Select each line in the entries below that contains the string "query", and copy those lines without alteration.

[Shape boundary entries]

------

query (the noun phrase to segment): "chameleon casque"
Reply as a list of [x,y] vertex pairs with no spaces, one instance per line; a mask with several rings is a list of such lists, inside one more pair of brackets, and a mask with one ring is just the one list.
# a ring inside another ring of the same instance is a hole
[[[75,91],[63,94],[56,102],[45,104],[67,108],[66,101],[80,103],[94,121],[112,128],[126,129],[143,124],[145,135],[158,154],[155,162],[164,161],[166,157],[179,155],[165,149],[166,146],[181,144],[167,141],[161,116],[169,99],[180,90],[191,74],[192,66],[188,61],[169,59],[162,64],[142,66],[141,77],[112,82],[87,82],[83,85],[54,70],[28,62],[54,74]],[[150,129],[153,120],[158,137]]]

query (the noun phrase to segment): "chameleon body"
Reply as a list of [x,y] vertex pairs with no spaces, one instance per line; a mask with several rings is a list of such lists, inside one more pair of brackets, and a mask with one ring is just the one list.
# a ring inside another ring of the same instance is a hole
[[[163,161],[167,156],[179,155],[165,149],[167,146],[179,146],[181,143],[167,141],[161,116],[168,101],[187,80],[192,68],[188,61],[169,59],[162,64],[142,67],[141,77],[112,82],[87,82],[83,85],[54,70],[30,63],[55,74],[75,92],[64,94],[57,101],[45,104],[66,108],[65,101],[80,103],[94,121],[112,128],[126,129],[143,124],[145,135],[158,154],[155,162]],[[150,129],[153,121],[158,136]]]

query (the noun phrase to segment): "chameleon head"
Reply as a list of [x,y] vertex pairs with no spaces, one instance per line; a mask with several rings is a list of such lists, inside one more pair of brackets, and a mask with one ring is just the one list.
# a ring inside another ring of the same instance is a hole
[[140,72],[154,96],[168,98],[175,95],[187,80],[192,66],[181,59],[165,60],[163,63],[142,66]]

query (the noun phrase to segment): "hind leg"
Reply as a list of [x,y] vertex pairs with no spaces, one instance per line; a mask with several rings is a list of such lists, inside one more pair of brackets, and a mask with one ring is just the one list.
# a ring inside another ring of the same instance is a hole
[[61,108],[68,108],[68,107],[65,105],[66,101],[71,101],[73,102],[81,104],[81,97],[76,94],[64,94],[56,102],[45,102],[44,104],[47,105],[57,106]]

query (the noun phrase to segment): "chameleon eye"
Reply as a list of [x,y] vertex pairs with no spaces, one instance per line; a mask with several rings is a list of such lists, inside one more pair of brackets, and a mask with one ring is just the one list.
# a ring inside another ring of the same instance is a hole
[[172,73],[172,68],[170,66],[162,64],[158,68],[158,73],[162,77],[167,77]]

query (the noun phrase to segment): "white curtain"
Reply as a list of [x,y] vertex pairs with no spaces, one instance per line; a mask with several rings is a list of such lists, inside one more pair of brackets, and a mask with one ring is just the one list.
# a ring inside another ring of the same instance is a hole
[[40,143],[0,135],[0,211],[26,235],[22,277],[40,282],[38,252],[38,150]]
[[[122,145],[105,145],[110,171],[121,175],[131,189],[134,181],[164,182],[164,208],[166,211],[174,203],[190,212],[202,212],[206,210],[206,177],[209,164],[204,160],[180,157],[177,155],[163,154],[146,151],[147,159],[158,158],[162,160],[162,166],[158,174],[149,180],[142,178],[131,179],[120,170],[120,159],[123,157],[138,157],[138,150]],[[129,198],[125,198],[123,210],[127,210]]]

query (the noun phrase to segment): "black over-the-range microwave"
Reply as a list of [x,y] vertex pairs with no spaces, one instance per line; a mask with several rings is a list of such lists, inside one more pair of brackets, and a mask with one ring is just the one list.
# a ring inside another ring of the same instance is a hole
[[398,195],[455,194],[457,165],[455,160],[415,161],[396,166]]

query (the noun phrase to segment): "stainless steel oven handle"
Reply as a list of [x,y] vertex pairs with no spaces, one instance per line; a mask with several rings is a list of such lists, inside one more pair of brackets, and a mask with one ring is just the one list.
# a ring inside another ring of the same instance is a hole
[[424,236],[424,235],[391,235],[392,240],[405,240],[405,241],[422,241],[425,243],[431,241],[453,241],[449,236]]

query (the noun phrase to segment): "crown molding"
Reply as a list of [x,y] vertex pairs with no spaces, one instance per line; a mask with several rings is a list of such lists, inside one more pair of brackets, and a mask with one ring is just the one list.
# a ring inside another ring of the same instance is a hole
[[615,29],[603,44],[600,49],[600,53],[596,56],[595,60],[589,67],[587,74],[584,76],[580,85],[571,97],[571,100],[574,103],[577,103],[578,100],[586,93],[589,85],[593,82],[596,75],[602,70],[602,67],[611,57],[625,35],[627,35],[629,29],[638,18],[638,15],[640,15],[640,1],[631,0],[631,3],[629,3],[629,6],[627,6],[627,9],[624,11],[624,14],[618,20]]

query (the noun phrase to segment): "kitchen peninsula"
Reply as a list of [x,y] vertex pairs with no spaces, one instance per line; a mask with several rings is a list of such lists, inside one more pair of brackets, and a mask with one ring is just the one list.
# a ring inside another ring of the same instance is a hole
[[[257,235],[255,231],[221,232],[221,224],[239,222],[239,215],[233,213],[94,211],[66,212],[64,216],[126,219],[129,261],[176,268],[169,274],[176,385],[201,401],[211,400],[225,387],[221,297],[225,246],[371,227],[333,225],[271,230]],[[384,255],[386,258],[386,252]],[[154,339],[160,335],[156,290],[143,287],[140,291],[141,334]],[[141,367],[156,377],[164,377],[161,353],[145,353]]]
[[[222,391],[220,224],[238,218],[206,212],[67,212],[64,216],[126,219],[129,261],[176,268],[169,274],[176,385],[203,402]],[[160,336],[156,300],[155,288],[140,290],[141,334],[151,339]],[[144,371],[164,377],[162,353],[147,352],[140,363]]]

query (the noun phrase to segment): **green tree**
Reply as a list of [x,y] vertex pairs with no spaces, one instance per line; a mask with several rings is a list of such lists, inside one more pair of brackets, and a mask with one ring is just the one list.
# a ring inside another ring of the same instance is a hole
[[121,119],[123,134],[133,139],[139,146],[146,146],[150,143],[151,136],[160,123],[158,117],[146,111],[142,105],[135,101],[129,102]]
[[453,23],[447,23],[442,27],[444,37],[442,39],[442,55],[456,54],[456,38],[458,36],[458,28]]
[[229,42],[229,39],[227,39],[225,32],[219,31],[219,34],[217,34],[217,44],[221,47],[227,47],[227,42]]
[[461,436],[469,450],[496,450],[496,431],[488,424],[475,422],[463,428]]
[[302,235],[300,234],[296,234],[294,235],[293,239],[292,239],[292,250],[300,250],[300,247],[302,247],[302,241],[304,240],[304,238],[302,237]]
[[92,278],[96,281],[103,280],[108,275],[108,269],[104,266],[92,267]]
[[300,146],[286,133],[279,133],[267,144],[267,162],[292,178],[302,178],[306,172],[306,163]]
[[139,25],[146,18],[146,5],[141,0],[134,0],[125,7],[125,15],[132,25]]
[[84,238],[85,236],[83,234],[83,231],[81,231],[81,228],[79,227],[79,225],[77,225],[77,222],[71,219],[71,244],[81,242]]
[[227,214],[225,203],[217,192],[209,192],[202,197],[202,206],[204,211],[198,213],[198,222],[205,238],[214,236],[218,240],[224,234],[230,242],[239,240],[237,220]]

------

• _Task result_
query (the noun phrase to segment): "chameleon casque"
query (the noun phrase to segment): "chameleon body"
query (the noun phrase to segment): "chameleon head"
query (the noun phrase to segment): "hind leg"
query (the noun phrase to segment): "chameleon eye"
query (the noun phrase to segment): "white curtain"
query (the noun phrase to segment): "black over-the-range microwave"
query (the noun phrase to segment): "stainless steel oven handle"
query (the noun phrase to segment): "crown molding"
query (the noun phrase to segment): "kitchen peninsula"
query (the noun phrase to segment): **green tree**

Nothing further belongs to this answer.